The lines wanted are those in the data below that include "clear".

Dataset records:
<<<<

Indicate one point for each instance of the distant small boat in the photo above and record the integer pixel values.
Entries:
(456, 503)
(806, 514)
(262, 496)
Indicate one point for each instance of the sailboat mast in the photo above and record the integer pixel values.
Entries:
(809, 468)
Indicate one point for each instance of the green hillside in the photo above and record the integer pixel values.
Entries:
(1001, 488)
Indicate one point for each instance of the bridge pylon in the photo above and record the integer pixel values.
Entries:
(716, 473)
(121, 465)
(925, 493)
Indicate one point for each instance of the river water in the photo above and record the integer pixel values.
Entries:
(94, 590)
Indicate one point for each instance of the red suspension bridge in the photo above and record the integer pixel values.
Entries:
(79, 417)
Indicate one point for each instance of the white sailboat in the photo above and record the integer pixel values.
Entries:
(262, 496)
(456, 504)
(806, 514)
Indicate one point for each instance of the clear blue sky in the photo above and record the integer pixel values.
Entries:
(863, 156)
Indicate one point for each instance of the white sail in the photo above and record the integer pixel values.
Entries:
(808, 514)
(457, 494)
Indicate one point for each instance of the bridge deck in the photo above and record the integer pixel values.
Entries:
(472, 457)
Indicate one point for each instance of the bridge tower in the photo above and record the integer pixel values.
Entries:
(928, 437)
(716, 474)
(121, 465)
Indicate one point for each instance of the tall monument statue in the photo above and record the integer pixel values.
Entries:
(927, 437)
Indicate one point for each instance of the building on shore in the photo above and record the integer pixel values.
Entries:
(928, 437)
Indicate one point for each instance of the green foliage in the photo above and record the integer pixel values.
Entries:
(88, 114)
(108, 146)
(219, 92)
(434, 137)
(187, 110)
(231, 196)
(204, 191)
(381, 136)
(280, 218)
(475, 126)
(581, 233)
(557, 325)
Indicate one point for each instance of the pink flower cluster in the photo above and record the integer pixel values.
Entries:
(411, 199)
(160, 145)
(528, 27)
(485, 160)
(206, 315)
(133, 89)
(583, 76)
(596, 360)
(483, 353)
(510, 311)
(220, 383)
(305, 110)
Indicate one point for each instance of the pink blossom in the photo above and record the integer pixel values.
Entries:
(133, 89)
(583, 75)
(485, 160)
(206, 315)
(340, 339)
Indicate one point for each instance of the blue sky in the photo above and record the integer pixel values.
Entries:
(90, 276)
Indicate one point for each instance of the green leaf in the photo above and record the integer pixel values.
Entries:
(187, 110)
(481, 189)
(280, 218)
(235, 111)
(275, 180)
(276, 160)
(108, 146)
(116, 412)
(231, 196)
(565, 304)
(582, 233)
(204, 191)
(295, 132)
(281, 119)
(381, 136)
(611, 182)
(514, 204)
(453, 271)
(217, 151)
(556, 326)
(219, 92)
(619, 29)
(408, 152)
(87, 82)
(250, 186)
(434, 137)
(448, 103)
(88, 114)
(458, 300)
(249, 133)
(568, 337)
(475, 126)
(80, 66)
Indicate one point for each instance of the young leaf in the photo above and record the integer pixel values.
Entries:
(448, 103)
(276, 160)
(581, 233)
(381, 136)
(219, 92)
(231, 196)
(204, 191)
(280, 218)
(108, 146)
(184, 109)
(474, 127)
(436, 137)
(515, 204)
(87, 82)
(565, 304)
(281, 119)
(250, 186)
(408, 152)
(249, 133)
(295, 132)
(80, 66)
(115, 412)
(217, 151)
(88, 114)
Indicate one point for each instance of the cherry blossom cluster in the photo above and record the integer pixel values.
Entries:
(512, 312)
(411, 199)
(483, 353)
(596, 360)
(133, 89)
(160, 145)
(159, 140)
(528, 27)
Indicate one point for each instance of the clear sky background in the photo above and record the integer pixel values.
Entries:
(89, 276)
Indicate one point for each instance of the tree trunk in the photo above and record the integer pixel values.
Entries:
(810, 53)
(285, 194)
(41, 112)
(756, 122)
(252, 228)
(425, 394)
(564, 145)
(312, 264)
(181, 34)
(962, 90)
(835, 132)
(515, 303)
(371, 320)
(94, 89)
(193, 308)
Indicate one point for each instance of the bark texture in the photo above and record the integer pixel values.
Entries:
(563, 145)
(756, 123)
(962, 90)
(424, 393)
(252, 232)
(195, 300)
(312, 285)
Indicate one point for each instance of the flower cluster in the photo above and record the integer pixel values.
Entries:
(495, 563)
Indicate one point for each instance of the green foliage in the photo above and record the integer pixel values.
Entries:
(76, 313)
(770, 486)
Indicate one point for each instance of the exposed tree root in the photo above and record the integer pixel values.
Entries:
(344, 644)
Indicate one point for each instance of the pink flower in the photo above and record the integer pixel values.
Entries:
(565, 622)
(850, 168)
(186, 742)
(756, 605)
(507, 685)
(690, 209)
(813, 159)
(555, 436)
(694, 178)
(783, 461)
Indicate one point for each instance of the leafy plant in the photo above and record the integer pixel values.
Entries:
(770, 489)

>>>>

**Your solution:**
Indicate one point for each instance of the clear blue sky in the photo above and record the integer pixel values.
Indicate one point for each instance of the clear sky background in the photo above and record the integer pixel values.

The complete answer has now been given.